**À faire**
(1) Traduisez en anglais cette phrase du texte sur La Venue de l'avenir : « Nous nous laissons guider par de somptueuses images sur écran large (chef opérateur Alexis Kavrychine) comme dans un train. »
(2) Poursuivez le texte sur La Venue de l'avenir à partir de sa dernière phrase.

Charnière entre l’ancien monde et le monde nouveau, moment clé de la naissance d’une nouvelle société mécanisée. Les temporalités ancienne/paysanne et contemporaine/urbaine se mêlent par des astuces de montage, l’une dans l’autre adoubées par un montage brutal (cut) sans affèteries inutiles (fondus enchainés, musiques d’accompagnement, etc.).
Nous nous laissons guider par de somptueuses images sur écran large (chef opérateur Alexis Kavrychine) comme dans un train. Bien entendu, les rails sont là, les dérivations et les aiguillages malicieux : nous frôlons par moment l’improbable, l’invraisemblable. Qu’importe ! François Truffaut acteur/réalisateur ne disait-il pas dans La Nuit Américaine (1973) : « Un film avance comme un train, un film avance comme un train dans la nuit ». C’est une bonne définition de l’art cinématographique et aussi sa limite !
La Venue de l’avenir est sans contexte le film choral le plus ambitieux de Cédric Klapisch depuis Le Péril jeune film à petit budget. Le budget de son dernier opus est de 15,6 millions d’euros (film du milieu en France : 4,2 millions €), mais l’argent investi est sur l’écran : travail minutieux sur les scènes d’extérieurs (campagne normande, Paris, etc.) et d’intérieurs (ferme, auberge, appartement de fortune, etc.). Pour le Paris du XIXème siècle les premiers plans sont réels (quais de Seine, rues de Montmartre, etc.), les plans lointains fabriqués en images de synthèses (non hideuses). Cédric Klapisch assume, parfois avec malice, des effets « cartes postales » génératrices de nostalgies.

**Données**
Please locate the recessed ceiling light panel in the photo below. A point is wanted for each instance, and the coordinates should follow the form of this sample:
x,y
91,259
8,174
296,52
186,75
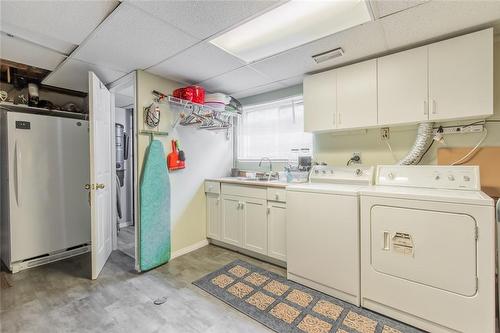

**Réponses**
(1) We let ourselves be guided by sumptuous widescreen images (director of photography Alexis Kavrychine), as if on a train.

(2)
Les comédiens de La Venue de l’avenir incarnent chacun un personnage archétypal dont ils jouent avec plaisir : Adèle (Suzanne Lindon), la jeune paysanne analphabète ; Seb (Abraham Wapler) un velléitaire talentueux ; Guy (Vincent Macaigne) un passéiste écologiste ; Céline (Julia Piaton) une quarantenaire au bord de la rupture ; Abdel (Zinedine Soualem) un enseignant comblé, et tous les seconds rôles et cameos sont interprétés par de célèbres acteurs.
La Venue de l’avenir a été projeté en sélection officielle (hors compétition), au Festival de Cannes 2025.